I lived on a large farm and my father was in the horse business, so I spent a lot of time with horses and other animals. I was in the 4-H club. I raised cattle and sheep. I attended a school in that area just a few miles from the house in which I lived. There’s a certain conflict or con- complexity about the family-of-means idea. Yes, my grandmother had substantial means, we lived on this large farm, but my father never made a lot of money. There was this scramble, always, for cash. There was a lot of land, but there was not a lot of disposable income and he relied, in a number of domains, on my grandmother. For example, she paid my tuition at Concord Academy. That made it a little more complex than simply a spigot of available resources. There was a sense both of wealth and also awareness of what limits there might be.

I also came from a community in which I did have a lot of interactions with African-Americans. It was not the same upbringing I would have had had I been in a Northern suburb where I would have been more separated from African Americans. I had a life very much influenced by individuals who I cared a lot about from that community.

DUBNER: I assume that was a substantial influence in your becoming a scholar who’s written about the Civil War, but also has written particularly about slavery. Also, coming from an old, prominent Southern family as you do, I’m just curious whether your ancestors owned slaves?

FAUST: I’m sure they did. My mother was from New Jersey and New England roots. But my father grew up in Virginia. His family, before that, came from Tennessee and North Carolina. Around the time of the Civil War, some of his family in North Carolina and some of them in Tennessee would have been slave owners, yes.

DUBNER: You went to an all-female prep school and then an all-female college, Bryn Mawr, and wound up in the Harvard orbit by taking over the Radcliffe Institute for Advanced Study, formerly Radcliffe College, which was the all-female sister college of Harvard. Considering all that you’ve accomplished, in scholarship and administration and beyond, does this, in your mind, make any argument about the value of a single sex education?

FAUST: Certainly it was critical for me. If I had been at Harvard College, at Radcliffe College as a student during the years of my college education, which was 1964-1968, I would not have seen powerful women professors. There were during some of that time zero tenured women professors in Arts and Sciences at Harvard, or one, perhaps, by the time I would have graduated. I wouldn’t have been allowed in the undergraduate library until the spring of my junior year. It was reserved for men. At Bryn Mawr College, we ran the world. It was a much smaller world. It was a much less influential world. But I had many female role models, powerful women around me. I had no reason to doubt what was possible for a woman until I was cast forth on the world and began to get a more realistic view of what that world was like.

You could argue it two ways: you could say, while I was at Bryn Mawr I was able to build up [a] certain capacity and confidence that then were challenged and tested when I saw a more realistic portrait of the world as a whole. Or you could say that had I been at Harvard or at Radcliffe, I might have had to build up those awarenesses earlier on. But on balance, I was lucky to have a time to become educated in an environment where I was valued in the way that women were at Bryn Mawr College.

### Excerpts of bounding box data
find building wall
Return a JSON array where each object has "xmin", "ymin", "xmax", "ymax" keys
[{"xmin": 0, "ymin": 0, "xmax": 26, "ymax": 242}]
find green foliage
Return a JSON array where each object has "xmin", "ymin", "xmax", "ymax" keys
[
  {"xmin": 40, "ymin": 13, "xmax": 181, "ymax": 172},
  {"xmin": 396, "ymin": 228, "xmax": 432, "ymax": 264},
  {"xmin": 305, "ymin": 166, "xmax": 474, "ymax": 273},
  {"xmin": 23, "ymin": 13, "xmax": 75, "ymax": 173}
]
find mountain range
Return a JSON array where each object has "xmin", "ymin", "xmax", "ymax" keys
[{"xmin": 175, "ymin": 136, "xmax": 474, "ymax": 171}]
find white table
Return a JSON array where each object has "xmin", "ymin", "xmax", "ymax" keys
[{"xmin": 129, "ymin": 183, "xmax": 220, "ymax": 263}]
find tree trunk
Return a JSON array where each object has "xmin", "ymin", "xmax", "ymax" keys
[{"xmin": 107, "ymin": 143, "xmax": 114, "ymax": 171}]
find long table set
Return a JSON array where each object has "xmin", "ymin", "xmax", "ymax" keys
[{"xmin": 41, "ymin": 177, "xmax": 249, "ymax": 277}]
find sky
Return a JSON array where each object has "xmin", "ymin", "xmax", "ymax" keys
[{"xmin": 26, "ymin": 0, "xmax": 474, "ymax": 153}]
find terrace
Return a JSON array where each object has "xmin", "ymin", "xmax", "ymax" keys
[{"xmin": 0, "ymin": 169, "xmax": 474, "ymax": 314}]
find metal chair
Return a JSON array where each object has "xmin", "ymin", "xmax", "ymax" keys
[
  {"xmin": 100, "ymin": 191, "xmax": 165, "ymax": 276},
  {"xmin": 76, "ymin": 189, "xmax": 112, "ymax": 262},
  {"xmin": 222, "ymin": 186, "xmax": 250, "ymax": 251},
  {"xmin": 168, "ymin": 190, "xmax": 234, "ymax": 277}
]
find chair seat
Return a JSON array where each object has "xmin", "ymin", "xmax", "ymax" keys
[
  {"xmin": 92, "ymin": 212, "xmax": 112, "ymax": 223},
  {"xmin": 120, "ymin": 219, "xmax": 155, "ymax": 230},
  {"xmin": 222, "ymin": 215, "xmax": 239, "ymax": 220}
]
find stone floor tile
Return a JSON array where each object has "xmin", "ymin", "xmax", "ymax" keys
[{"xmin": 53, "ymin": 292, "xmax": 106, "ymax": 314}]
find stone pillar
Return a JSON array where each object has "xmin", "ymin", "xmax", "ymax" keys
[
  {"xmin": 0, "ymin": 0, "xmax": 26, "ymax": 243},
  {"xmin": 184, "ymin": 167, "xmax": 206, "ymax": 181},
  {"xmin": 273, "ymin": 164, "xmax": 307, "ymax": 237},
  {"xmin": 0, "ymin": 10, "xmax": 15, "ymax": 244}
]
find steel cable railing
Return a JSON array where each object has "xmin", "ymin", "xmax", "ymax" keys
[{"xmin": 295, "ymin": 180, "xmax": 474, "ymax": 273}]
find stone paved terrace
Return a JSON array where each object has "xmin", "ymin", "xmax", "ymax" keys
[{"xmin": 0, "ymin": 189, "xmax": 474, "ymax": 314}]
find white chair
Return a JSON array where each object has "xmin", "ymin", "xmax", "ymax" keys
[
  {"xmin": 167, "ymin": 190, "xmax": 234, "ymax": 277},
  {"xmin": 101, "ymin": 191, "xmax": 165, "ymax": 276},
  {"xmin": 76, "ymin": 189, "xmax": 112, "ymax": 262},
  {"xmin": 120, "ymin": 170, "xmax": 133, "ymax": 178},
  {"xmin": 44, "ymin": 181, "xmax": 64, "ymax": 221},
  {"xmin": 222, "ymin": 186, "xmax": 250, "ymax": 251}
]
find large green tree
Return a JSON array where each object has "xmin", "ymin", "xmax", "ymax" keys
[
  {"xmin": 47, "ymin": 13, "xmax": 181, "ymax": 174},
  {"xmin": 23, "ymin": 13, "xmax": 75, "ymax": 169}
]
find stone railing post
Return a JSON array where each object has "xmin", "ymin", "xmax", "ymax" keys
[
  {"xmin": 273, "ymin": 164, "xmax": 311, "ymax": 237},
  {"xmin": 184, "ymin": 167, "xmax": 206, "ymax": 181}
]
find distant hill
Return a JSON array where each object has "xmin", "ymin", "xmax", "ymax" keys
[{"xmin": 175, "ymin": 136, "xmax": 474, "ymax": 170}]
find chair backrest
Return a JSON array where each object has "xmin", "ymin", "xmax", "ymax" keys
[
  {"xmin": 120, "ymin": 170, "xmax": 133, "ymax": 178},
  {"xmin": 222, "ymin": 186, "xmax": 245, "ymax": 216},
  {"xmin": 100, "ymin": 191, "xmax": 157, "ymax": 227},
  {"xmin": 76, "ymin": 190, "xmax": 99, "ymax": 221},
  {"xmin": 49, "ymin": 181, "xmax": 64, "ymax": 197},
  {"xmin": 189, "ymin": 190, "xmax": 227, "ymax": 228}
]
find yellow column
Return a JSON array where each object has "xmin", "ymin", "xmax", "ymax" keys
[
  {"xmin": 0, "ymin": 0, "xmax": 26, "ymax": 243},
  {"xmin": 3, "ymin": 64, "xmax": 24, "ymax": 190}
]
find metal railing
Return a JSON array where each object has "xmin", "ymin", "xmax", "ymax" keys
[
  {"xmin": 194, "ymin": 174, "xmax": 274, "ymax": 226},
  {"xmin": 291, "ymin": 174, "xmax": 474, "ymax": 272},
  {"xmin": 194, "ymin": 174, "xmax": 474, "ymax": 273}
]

### The problem
Reproduce word for word the portion of the interview starting with "FAUST: I’m sure" and going on through "slave owners, yes.".

### Result below
FAUST: I’m sure they did. My mother was from New Jersey and New England roots. But my father grew up in Virginia. His family, before that, came from Tennessee and North Carolina. Around the time of the Civil War, some of his family in North Carolina and some of them in Tennessee would have been slave owners, yes.